**WHAT IS BEING ASKED:**
Copy out every line of the data below word for word, leaving out the pictures.

**SUPPLIED MATERIAL:**
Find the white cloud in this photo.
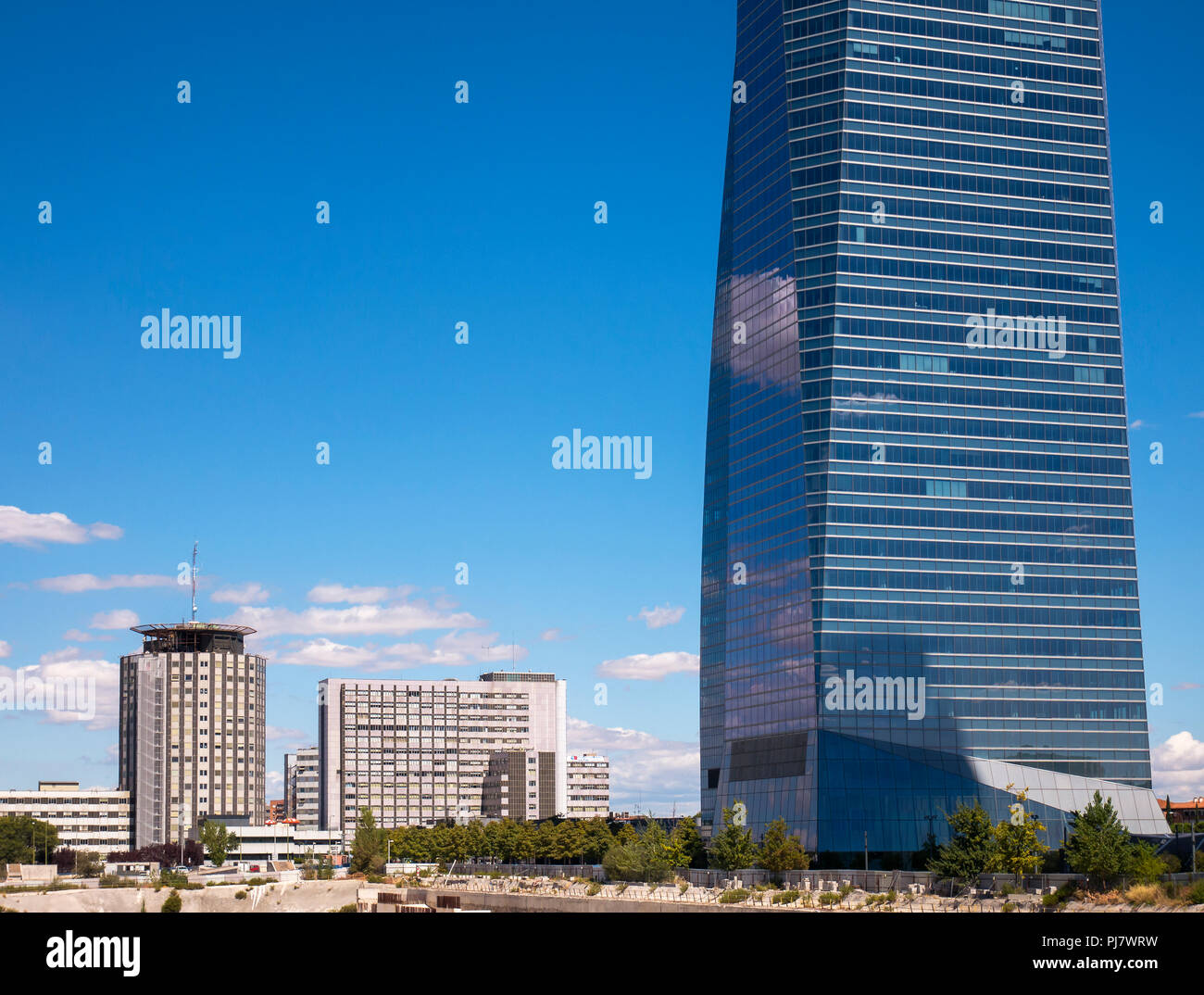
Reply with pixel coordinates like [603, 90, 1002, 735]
[88, 609, 139, 629]
[569, 717, 698, 814]
[1150, 730, 1204, 801]
[221, 601, 482, 636]
[209, 583, 269, 605]
[33, 573, 176, 594]
[0, 505, 123, 546]
[264, 725, 308, 739]
[0, 649, 120, 729]
[627, 602, 685, 629]
[272, 638, 381, 670]
[597, 650, 698, 681]
[306, 585, 417, 605]
[63, 629, 113, 642]
[272, 629, 527, 673]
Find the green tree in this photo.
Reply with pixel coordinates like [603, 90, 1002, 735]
[1066, 791, 1133, 888]
[1123, 841, 1167, 884]
[758, 819, 811, 872]
[464, 819, 490, 860]
[928, 800, 996, 879]
[670, 815, 707, 867]
[0, 815, 59, 863]
[350, 806, 385, 875]
[710, 801, 758, 871]
[201, 819, 237, 867]
[994, 784, 1048, 884]
[582, 818, 614, 863]
[637, 815, 673, 884]
[75, 850, 105, 877]
[602, 838, 645, 880]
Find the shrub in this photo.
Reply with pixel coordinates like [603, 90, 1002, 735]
[1042, 880, 1079, 910]
[1124, 884, 1162, 904]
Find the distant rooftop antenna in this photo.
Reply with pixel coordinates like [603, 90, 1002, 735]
[193, 540, 197, 622]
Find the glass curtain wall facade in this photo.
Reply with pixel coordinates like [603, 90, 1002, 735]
[701, 0, 1165, 866]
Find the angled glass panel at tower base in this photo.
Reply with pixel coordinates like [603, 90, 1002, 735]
[701, 0, 1167, 866]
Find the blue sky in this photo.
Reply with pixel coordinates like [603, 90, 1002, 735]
[0, 0, 1204, 812]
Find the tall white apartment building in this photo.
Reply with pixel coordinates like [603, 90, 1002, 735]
[118, 622, 268, 847]
[284, 747, 318, 829]
[0, 781, 132, 848]
[565, 753, 610, 819]
[318, 671, 569, 838]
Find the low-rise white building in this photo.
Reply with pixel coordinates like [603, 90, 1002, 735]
[219, 823, 344, 865]
[0, 781, 133, 854]
[565, 753, 610, 819]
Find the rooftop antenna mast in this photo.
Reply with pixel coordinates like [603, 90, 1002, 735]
[193, 541, 197, 622]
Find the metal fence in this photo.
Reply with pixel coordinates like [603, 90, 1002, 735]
[677, 867, 934, 892]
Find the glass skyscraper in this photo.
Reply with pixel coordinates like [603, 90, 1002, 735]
[701, 0, 1165, 866]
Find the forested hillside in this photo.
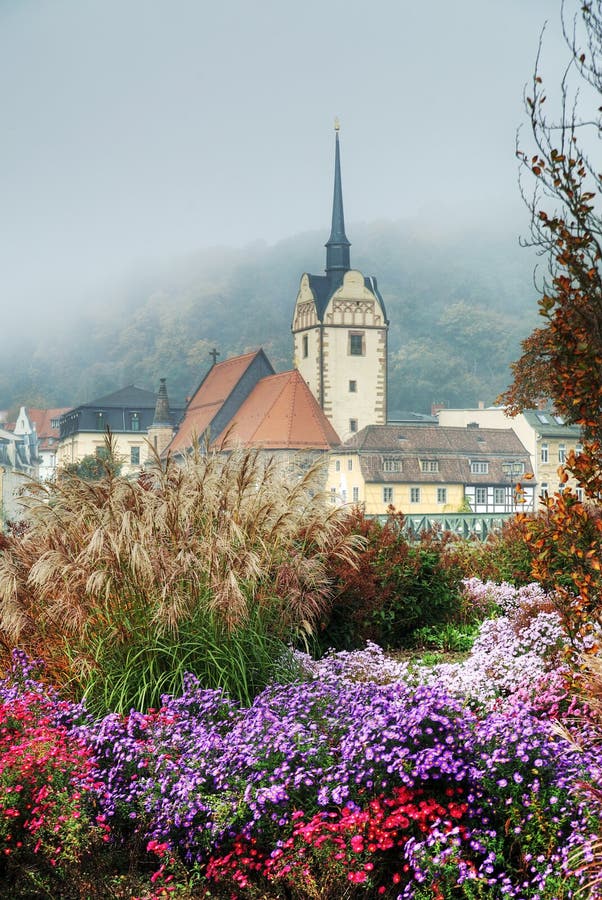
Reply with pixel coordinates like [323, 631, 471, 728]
[0, 222, 536, 412]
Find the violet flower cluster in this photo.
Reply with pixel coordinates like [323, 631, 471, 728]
[0, 581, 602, 900]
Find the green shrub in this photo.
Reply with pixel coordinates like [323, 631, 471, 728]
[320, 509, 461, 650]
[413, 622, 479, 653]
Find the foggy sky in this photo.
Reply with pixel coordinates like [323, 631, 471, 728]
[0, 0, 578, 338]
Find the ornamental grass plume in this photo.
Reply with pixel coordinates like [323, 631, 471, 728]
[0, 446, 358, 709]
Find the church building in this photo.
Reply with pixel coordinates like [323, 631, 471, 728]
[292, 122, 389, 441]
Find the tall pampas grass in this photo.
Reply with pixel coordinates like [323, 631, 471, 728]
[0, 446, 357, 708]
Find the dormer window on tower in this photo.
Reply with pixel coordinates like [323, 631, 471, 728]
[349, 331, 366, 356]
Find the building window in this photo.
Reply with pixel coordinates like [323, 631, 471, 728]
[470, 459, 489, 475]
[474, 488, 487, 506]
[349, 331, 366, 356]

**REPLY:**
Find the white cloud in this photo.
Reply with pixel coordinates like [603, 90, 1002, 735]
[88, 609, 139, 629]
[569, 717, 698, 814]
[1150, 730, 1204, 801]
[221, 601, 482, 636]
[209, 583, 269, 605]
[33, 573, 176, 594]
[0, 505, 123, 546]
[264, 725, 308, 739]
[0, 649, 120, 729]
[627, 602, 685, 629]
[272, 638, 381, 670]
[597, 650, 698, 681]
[306, 585, 417, 605]
[63, 629, 113, 642]
[272, 629, 527, 673]
Find the green tree in this photo.
Reply with pixel coordinates like [603, 90, 1002, 735]
[1066, 791, 1133, 888]
[1123, 841, 1167, 884]
[758, 819, 811, 872]
[464, 819, 490, 860]
[928, 800, 996, 879]
[670, 815, 707, 867]
[0, 815, 59, 863]
[350, 806, 385, 875]
[710, 801, 758, 871]
[201, 819, 237, 867]
[994, 784, 1048, 884]
[582, 818, 614, 863]
[637, 815, 673, 884]
[75, 850, 105, 877]
[602, 838, 645, 880]
Find the shrub in this photo.
Reply with pixel coordinates like [603, 90, 1002, 735]
[1042, 880, 1079, 910]
[1124, 884, 1162, 904]
Find the distant rooftop antenna in this photo.
Reply with pixel coordinates like [603, 90, 1002, 735]
[193, 540, 197, 622]
Find the glass curtain wall facade in this photo.
Reply with pixel coordinates like [603, 90, 1002, 735]
[701, 0, 1165, 866]
Find the angled glass panel at tower base in this photo.
Reply with pixel coordinates like [603, 90, 1002, 735]
[701, 0, 1167, 866]
Find the blue sky in this photo.
Reply with pixel coordinates like [603, 90, 1002, 735]
[0, 0, 1204, 812]
Find the tall white apartment building in this photo.
Reply with pixel coordinates like [603, 90, 1002, 735]
[118, 622, 268, 847]
[284, 747, 318, 829]
[0, 781, 132, 848]
[565, 753, 610, 819]
[318, 671, 569, 838]
Find the low-rise white building in this photo.
Reply with pixel coordinates like [603, 90, 1002, 735]
[219, 823, 344, 865]
[0, 781, 133, 854]
[565, 753, 610, 819]
Find the rooftop antenna mast in this photo.
Reply with pixel coordinates like [603, 90, 1002, 735]
[193, 541, 197, 622]
Find the metal fence in this photo.
Reply with pixel coordinates like [603, 90, 1002, 735]
[677, 867, 934, 892]
Find the glass skyscraper in this photo.
Reply with pixel coordinates like [603, 90, 1002, 735]
[701, 0, 1165, 866]
Find the forested hillside in this photo.
Reply with pixel coordinates like [323, 631, 471, 728]
[0, 222, 536, 412]
Find the violet flower cluster in this photo.
Reply with pixel coordinates like [323, 631, 471, 728]
[0, 581, 602, 900]
Find the green shrub in this photo.
Reply with pixel coordinates like [323, 631, 471, 728]
[320, 509, 461, 650]
[413, 622, 479, 653]
Find the foggy sky in this photo.
Reply with pixel coordinates like [323, 631, 471, 728]
[0, 0, 578, 338]
Find the ornamental grass plume in this photo.
Reply with pixel coordinates like [323, 631, 471, 728]
[0, 446, 358, 709]
Find the church building in this photo.
Reply with pixel coordinates like [323, 631, 471, 728]
[292, 122, 389, 441]
Find the tall pampas grass in this photo.
Reply with pixel coordinates like [323, 631, 471, 728]
[0, 446, 357, 708]
Find the dormer window on tower in this photo.
Reply with pixel coordinates like [323, 631, 471, 728]
[349, 331, 366, 356]
Find the building window in this photo.
Reply with pixel coordinates like [323, 631, 471, 728]
[470, 459, 489, 475]
[474, 488, 487, 506]
[349, 331, 366, 356]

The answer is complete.